What’s Right with Keyboard Sales: A Look at Eight Retailers Who Are Doing Well
It’s not all doom and gloom. (Or in the case of those selling German-made pianos, drang und strum.) Pianos are selling and some salespeople and retailers are doing well. A handful are even expanding and opening new stores.
“Ori Bukai [of Allegro Pianos] is always the expectant salesperson realizing a tremendous percentage of sales and success,” says James Reeder of Blüthner. “Despite the ‘rumor’ of a recession, he has completed a new showroom. Anyone doing what he has done has got to be doing everything right!”
Leslie Buttonow of Korg reported that many of their dealers are managing well, especially Steve Locke of Evans Music City, who she says is “on fire.”
“Steve Smith of Triune Music is doing an outstanding job with organs,” says Rodgers’ Jennifer Brandlon, adding that Smith and team’s ability to connect with customers and continue to build their business is an inspiration.
Studying the history and current sales technique of eight of the best yields two immediate observations: one, there are many roads to success; and two, not one dealer said they were just “doing what they always have done.” Here are their stories.
“I do everything different than the rest of the industry,” shrugs Ori Bukai. “That works because we are doing fine.”
=-=-=-=-=
Answer these questions about the article on keyboard sales:
1. Which company is Leslie Buttonow with?
2. What did Ori Bukai complete despite the "rumor" of a recession?
3. What does Steve Smith of Triune Music do an outstanding job with?

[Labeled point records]
=-=-=-=-=
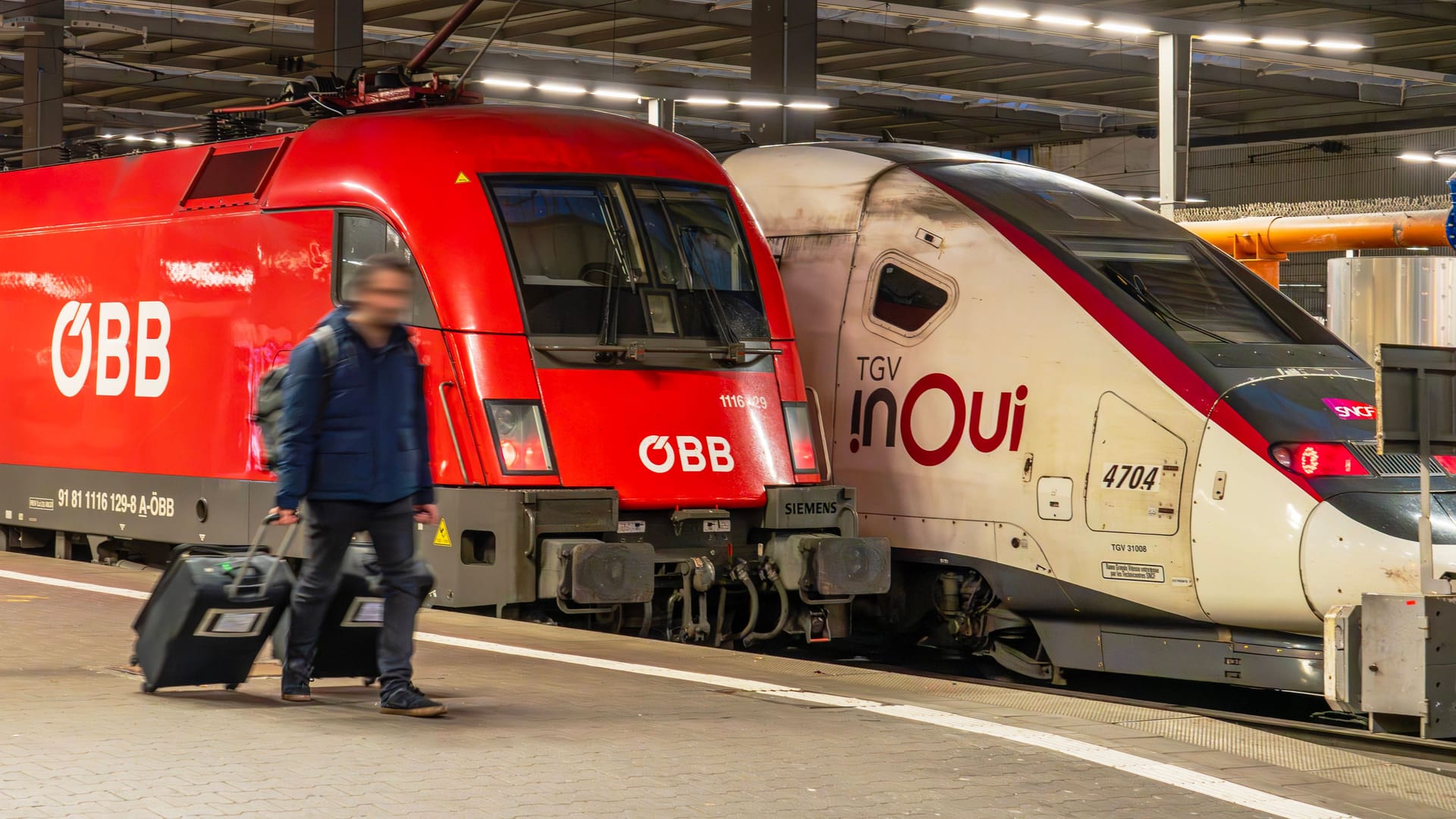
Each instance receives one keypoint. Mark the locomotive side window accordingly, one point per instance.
(360, 237)
(905, 299)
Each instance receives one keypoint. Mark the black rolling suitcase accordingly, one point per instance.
(212, 613)
(348, 639)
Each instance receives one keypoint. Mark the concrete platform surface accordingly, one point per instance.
(554, 722)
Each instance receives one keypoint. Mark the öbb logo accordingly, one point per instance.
(965, 420)
(111, 340)
(658, 453)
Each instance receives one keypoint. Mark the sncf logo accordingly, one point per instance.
(987, 420)
(111, 347)
(1350, 410)
(688, 453)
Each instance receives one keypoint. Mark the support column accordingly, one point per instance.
(338, 36)
(42, 86)
(661, 112)
(1174, 98)
(783, 60)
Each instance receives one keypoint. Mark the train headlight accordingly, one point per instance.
(801, 438)
(1316, 460)
(522, 442)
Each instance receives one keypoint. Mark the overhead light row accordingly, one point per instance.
(1420, 156)
(609, 93)
(1134, 28)
(178, 142)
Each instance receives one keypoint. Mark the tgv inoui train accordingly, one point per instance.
(1094, 441)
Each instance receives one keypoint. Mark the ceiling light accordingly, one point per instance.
(1234, 38)
(1062, 20)
(1291, 41)
(1125, 28)
(617, 93)
(1001, 12)
(506, 82)
(560, 88)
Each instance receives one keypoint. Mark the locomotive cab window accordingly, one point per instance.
(908, 300)
(360, 237)
(629, 259)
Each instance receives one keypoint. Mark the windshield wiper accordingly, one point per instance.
(1165, 312)
(610, 305)
(693, 260)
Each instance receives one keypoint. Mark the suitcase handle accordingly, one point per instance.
(259, 588)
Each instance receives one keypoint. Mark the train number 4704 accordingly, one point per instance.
(1139, 477)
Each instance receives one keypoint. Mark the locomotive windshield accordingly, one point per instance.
(632, 259)
(1201, 295)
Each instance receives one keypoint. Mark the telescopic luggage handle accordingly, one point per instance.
(259, 588)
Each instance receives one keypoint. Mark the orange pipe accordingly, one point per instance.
(1260, 242)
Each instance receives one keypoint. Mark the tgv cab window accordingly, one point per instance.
(651, 259)
(1184, 287)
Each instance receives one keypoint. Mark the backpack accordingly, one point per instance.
(268, 406)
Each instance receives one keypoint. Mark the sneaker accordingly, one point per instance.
(410, 703)
(297, 694)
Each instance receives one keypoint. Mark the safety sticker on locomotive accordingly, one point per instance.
(1138, 477)
(1141, 572)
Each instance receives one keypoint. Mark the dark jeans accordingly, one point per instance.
(332, 525)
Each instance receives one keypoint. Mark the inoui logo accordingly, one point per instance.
(660, 455)
(114, 366)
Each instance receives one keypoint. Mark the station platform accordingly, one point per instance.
(555, 722)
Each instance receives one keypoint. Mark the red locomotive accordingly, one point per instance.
(617, 398)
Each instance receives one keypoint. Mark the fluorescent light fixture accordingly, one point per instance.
(1291, 41)
(1001, 12)
(1125, 28)
(506, 82)
(1226, 37)
(1062, 20)
(617, 93)
(560, 88)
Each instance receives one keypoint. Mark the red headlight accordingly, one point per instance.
(522, 442)
(801, 438)
(1316, 460)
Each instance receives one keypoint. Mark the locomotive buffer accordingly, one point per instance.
(1394, 656)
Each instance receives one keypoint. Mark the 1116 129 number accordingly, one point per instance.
(1138, 477)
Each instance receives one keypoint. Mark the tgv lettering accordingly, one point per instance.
(658, 453)
(965, 422)
(114, 366)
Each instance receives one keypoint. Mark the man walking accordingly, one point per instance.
(354, 442)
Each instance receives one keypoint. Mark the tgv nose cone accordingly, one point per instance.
(1357, 542)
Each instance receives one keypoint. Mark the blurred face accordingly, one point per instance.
(384, 297)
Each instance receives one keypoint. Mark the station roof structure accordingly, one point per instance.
(959, 74)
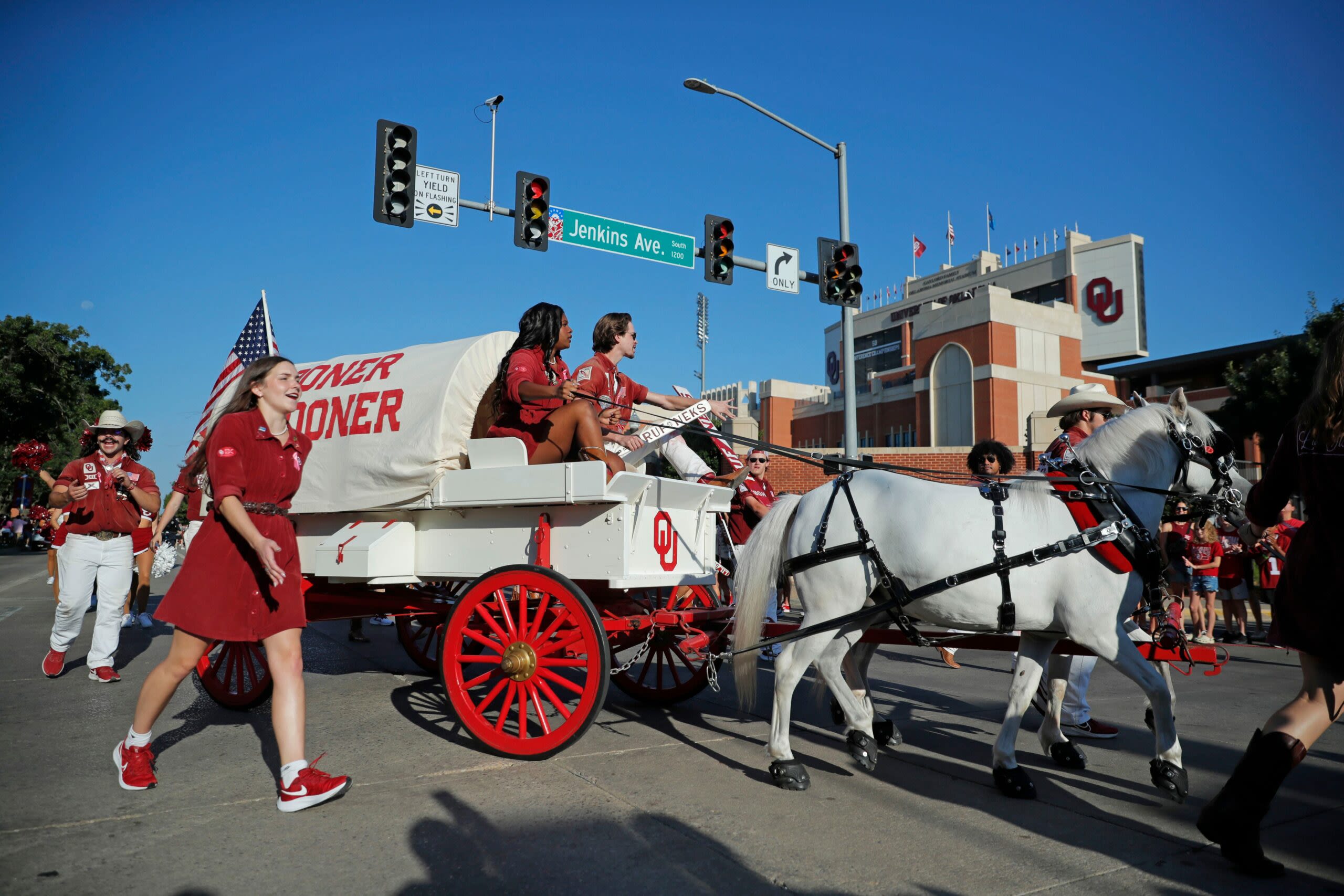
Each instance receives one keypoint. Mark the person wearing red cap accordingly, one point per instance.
(104, 495)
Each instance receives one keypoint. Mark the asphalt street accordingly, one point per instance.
(651, 801)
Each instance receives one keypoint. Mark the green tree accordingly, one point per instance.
(51, 379)
(1268, 390)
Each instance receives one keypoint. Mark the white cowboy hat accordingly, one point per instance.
(1085, 397)
(118, 421)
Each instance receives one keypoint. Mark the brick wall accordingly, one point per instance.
(792, 476)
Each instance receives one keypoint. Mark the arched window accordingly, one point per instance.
(949, 388)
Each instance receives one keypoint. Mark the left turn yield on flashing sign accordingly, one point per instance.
(436, 195)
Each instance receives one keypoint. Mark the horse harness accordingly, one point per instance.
(1116, 523)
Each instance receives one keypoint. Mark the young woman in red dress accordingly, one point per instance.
(241, 579)
(1308, 612)
(534, 395)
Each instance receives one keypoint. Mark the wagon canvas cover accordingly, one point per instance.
(387, 425)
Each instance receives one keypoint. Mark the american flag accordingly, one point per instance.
(257, 340)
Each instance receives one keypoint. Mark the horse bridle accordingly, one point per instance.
(1218, 457)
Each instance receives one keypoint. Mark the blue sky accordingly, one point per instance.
(163, 163)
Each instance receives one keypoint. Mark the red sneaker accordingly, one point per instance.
(135, 766)
(311, 787)
(53, 664)
(1092, 729)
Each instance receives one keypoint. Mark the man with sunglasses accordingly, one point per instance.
(104, 495)
(1081, 413)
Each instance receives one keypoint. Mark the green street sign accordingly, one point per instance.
(620, 237)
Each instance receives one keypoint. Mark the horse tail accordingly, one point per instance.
(759, 570)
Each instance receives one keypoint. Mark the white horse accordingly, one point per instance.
(927, 531)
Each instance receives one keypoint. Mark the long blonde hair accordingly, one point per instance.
(1323, 412)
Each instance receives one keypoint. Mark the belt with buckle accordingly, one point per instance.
(265, 508)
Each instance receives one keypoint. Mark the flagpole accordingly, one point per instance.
(270, 338)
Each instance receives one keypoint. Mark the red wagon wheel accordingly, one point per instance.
(666, 673)
(420, 636)
(524, 661)
(236, 673)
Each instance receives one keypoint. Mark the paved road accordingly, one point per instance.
(649, 801)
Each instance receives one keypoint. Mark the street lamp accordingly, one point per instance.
(851, 421)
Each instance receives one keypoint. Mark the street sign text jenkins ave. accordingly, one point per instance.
(620, 237)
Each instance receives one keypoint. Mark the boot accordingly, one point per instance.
(1232, 820)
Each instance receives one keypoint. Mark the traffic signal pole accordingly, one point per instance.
(851, 413)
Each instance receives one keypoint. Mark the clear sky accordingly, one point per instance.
(163, 163)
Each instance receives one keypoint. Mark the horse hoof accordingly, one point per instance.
(836, 712)
(1170, 779)
(886, 733)
(1069, 755)
(863, 749)
(790, 774)
(1015, 782)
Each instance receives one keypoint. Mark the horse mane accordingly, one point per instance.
(1132, 437)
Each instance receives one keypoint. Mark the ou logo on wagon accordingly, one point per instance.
(664, 541)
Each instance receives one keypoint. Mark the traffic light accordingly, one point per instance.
(531, 212)
(839, 273)
(718, 250)
(394, 174)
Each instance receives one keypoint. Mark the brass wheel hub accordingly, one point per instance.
(519, 661)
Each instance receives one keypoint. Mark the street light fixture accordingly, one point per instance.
(851, 421)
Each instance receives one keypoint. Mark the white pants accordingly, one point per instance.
(82, 562)
(193, 529)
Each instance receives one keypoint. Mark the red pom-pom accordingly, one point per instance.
(30, 456)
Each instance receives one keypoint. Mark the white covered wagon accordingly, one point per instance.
(518, 583)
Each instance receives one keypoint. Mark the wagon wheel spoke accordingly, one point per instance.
(502, 602)
(553, 699)
(537, 704)
(490, 698)
(488, 642)
(483, 612)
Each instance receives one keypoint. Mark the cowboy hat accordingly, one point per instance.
(1086, 397)
(118, 421)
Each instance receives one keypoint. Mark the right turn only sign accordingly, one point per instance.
(781, 268)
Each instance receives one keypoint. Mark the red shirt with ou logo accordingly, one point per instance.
(743, 519)
(105, 508)
(598, 378)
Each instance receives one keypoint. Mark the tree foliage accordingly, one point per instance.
(1268, 390)
(51, 379)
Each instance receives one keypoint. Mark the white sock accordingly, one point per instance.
(291, 770)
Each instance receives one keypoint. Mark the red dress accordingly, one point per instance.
(222, 590)
(522, 419)
(1308, 604)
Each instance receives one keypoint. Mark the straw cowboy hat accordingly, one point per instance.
(1086, 397)
(116, 421)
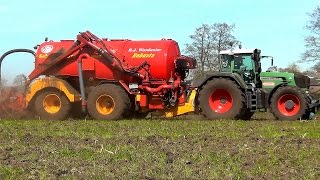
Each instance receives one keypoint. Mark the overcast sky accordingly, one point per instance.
(275, 26)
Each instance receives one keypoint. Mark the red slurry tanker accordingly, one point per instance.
(115, 79)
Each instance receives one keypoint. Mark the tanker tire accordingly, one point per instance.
(120, 99)
(291, 91)
(63, 112)
(231, 88)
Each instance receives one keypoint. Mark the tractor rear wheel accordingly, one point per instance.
(52, 105)
(108, 102)
(288, 103)
(221, 99)
(245, 114)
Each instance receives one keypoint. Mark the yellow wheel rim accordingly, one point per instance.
(105, 104)
(52, 103)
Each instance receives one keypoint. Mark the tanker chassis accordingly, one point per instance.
(115, 79)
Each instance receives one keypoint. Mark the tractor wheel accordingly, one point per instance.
(245, 114)
(52, 105)
(108, 102)
(288, 103)
(221, 99)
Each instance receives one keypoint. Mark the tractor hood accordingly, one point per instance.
(272, 79)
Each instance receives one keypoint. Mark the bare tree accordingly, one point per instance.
(293, 68)
(312, 42)
(206, 43)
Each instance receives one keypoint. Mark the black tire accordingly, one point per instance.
(245, 114)
(278, 107)
(219, 86)
(108, 102)
(52, 104)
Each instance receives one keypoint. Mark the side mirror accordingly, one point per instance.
(243, 68)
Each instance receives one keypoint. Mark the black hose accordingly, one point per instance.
(14, 51)
(83, 94)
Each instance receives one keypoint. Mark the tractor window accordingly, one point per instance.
(247, 62)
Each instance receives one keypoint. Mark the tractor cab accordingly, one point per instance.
(245, 62)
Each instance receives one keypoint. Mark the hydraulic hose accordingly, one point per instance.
(14, 51)
(83, 94)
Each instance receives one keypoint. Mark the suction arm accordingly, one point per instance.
(14, 51)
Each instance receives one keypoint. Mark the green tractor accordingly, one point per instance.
(240, 88)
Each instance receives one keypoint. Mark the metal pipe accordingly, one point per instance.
(83, 94)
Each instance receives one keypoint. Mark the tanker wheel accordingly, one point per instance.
(288, 103)
(221, 99)
(108, 102)
(52, 105)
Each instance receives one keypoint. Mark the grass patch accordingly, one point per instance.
(161, 149)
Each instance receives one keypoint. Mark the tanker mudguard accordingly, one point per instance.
(51, 82)
(233, 76)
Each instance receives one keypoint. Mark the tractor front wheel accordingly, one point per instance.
(52, 105)
(108, 102)
(288, 103)
(221, 99)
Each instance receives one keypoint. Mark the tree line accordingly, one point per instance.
(209, 39)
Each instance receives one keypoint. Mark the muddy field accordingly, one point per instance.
(159, 149)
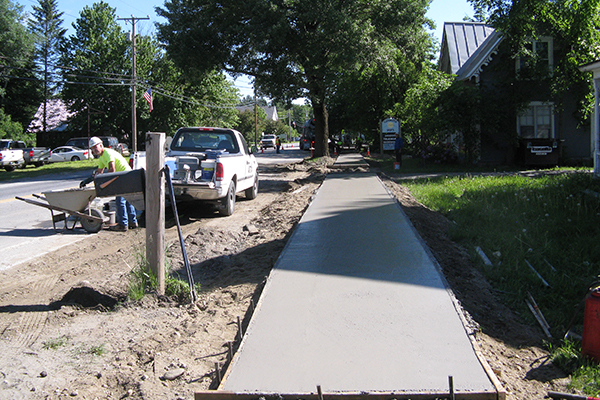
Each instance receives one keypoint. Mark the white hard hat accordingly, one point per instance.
(94, 141)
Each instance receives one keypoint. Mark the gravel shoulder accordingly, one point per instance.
(66, 330)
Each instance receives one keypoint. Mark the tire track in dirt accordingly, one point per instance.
(28, 320)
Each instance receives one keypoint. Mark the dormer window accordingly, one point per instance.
(537, 55)
(536, 122)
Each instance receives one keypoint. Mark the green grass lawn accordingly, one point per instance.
(547, 222)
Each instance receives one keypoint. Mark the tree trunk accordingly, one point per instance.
(321, 130)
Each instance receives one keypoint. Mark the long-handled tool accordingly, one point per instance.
(181, 242)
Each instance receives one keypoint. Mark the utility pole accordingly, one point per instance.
(133, 20)
(255, 120)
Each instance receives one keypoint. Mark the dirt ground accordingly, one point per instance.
(67, 331)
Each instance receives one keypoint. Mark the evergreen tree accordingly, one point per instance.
(19, 87)
(46, 26)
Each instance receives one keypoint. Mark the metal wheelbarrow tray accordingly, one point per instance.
(75, 202)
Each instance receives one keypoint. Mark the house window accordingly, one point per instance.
(536, 122)
(540, 51)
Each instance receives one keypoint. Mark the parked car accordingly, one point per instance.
(36, 156)
(268, 141)
(110, 142)
(209, 164)
(11, 154)
(68, 153)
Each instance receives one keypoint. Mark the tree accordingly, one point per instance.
(10, 129)
(19, 87)
(251, 126)
(574, 26)
(419, 109)
(46, 26)
(180, 99)
(294, 48)
(99, 74)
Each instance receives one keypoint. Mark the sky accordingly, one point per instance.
(440, 11)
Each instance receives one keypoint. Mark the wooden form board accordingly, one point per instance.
(224, 395)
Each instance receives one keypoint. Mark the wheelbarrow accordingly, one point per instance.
(76, 203)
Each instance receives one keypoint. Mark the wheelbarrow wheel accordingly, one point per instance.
(90, 225)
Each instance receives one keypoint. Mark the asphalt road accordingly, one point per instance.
(26, 230)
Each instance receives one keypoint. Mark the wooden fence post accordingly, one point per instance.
(155, 207)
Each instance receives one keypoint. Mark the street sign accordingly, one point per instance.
(389, 128)
(390, 125)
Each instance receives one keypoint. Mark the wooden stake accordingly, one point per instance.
(218, 371)
(319, 392)
(538, 274)
(155, 207)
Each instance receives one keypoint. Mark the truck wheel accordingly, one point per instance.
(228, 205)
(252, 192)
(90, 225)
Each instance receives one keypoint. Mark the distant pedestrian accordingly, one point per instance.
(112, 161)
(398, 144)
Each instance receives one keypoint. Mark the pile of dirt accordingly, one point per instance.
(53, 345)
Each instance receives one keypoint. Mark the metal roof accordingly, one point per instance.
(466, 47)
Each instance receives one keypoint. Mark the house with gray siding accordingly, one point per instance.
(525, 123)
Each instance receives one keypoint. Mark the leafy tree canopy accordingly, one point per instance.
(574, 26)
(294, 48)
(10, 129)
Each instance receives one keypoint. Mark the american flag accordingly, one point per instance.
(148, 97)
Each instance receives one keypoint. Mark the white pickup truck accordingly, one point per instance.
(11, 154)
(210, 164)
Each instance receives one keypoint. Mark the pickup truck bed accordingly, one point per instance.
(210, 164)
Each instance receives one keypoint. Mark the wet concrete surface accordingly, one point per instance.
(355, 303)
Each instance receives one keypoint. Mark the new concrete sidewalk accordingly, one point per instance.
(355, 303)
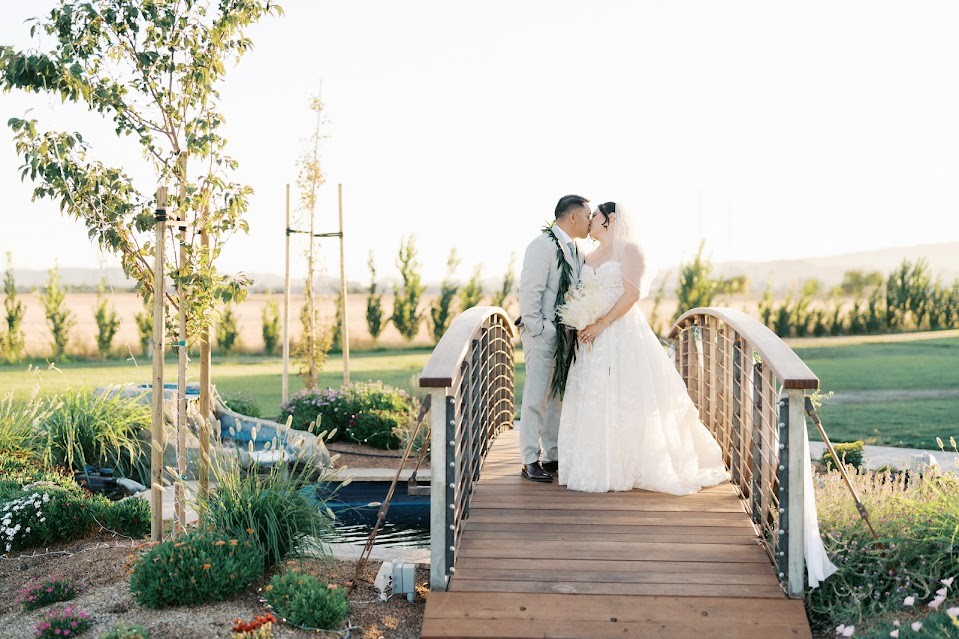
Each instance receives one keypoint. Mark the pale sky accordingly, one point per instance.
(775, 130)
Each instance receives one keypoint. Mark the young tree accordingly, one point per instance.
(271, 326)
(144, 321)
(154, 69)
(766, 305)
(654, 322)
(374, 304)
(501, 298)
(472, 293)
(441, 310)
(227, 331)
(12, 343)
(696, 287)
(406, 297)
(108, 322)
(59, 318)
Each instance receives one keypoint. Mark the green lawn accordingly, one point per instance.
(922, 363)
(257, 376)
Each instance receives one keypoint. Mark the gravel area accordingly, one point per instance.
(102, 562)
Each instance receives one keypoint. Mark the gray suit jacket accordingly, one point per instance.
(539, 283)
=-=-=-=-=
**Correct response**
1. Korg
2. A new showroom
3. Organs